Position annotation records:
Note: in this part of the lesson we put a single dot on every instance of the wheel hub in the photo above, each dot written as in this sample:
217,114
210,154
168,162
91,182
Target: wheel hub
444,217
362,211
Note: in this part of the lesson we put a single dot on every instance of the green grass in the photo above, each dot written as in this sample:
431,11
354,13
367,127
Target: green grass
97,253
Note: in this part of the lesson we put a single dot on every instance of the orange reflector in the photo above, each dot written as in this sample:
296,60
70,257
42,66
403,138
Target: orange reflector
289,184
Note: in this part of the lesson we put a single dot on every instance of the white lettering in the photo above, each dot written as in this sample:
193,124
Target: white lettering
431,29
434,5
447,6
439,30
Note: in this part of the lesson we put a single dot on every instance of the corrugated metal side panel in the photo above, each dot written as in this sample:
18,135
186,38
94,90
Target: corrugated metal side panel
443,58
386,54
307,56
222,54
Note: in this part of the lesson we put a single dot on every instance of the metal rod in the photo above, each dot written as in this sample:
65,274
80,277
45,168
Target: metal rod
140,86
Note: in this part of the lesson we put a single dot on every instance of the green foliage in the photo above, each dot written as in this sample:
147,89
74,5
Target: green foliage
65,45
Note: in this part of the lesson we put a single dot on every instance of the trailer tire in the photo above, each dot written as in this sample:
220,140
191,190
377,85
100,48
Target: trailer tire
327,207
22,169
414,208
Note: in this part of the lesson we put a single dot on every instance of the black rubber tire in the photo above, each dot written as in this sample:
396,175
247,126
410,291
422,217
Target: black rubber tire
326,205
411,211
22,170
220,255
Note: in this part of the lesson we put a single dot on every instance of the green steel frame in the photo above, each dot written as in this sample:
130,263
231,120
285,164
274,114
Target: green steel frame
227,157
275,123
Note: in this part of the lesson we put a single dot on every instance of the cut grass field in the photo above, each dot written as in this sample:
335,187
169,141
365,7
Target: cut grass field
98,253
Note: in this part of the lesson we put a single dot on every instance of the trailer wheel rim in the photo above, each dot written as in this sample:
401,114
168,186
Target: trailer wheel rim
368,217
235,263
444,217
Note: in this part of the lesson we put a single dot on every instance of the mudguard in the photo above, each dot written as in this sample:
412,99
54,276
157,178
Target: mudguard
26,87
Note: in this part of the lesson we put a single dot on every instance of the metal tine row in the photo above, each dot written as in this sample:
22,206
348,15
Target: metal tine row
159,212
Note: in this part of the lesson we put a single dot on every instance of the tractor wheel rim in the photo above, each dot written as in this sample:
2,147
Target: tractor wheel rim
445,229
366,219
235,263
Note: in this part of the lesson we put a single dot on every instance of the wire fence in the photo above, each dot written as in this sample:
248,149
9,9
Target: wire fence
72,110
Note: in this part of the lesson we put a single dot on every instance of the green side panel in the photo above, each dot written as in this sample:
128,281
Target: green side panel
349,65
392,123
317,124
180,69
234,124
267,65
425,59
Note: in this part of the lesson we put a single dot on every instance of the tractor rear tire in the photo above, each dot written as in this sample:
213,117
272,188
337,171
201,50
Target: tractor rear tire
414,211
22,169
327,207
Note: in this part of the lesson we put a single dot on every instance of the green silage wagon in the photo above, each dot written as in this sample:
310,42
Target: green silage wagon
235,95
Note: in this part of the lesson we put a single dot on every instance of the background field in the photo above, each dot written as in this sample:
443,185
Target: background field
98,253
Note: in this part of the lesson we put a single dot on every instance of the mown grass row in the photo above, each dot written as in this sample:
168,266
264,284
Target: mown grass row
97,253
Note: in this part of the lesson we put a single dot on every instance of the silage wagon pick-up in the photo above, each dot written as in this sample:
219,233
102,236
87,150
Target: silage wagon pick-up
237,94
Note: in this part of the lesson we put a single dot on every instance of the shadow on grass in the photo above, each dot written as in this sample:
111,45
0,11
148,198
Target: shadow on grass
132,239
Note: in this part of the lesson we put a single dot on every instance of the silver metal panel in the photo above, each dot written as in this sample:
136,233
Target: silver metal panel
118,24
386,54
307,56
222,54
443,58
...
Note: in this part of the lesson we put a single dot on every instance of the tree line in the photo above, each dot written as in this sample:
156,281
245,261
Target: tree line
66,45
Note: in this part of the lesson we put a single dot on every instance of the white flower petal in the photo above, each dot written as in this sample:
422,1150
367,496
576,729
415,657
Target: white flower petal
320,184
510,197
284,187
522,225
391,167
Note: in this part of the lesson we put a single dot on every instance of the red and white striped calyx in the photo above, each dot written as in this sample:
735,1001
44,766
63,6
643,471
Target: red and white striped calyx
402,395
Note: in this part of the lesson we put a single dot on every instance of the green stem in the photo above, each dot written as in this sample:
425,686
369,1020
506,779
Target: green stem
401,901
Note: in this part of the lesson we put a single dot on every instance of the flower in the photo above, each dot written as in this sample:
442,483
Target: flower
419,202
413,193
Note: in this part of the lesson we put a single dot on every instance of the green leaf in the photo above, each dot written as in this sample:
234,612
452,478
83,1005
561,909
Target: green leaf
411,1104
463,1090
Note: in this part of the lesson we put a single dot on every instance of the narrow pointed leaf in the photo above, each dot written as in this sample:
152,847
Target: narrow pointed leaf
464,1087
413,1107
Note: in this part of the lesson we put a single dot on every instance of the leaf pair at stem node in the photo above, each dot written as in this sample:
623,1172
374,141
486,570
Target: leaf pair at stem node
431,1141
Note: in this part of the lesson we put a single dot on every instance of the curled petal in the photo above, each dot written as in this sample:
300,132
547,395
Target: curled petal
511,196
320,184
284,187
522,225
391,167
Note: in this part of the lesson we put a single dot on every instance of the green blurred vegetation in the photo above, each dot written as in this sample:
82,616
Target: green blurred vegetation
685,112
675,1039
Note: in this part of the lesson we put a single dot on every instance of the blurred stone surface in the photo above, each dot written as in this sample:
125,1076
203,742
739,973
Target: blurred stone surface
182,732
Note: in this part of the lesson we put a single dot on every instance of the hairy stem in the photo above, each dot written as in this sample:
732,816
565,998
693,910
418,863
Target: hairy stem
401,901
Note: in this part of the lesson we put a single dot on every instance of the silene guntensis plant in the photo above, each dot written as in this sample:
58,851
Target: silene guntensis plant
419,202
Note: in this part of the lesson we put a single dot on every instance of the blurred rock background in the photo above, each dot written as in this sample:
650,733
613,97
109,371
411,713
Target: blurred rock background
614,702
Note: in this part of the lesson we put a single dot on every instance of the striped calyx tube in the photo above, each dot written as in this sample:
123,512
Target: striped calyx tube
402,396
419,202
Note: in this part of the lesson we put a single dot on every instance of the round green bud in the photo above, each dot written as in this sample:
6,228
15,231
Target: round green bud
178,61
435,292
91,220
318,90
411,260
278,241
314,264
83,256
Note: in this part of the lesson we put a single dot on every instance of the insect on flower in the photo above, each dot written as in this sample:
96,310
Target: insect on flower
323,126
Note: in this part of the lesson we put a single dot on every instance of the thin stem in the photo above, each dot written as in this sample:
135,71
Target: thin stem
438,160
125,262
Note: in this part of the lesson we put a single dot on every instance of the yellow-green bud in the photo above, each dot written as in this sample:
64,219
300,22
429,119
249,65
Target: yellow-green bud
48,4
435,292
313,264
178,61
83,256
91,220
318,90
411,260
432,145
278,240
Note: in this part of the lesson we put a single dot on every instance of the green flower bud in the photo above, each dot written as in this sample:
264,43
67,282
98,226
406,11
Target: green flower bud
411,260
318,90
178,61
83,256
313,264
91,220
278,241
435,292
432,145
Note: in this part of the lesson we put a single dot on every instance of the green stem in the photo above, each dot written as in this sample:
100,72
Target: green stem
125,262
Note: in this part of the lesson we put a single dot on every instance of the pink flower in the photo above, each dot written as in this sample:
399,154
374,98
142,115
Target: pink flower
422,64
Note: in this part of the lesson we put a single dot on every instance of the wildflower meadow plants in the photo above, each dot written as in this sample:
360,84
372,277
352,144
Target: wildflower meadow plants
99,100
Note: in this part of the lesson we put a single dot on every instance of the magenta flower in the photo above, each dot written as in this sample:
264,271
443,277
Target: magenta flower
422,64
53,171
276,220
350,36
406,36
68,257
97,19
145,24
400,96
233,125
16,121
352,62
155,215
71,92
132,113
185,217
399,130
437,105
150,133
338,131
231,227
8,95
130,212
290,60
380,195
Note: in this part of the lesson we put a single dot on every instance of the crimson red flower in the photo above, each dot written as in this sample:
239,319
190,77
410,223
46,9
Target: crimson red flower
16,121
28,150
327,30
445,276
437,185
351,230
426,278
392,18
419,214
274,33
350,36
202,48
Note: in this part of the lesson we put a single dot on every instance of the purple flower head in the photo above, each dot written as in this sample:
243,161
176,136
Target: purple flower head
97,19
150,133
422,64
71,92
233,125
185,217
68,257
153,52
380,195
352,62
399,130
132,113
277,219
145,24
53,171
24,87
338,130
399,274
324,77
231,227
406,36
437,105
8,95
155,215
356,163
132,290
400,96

Objective:
Which lines in the items above contain the string "yellow"? Copy each of those lines in full.

Complete output:
Note: in this part of the lesson we put a single dot on every instance of the yellow-green bud in the photo above, each dot written as in this sample:
Target: yellow-green bud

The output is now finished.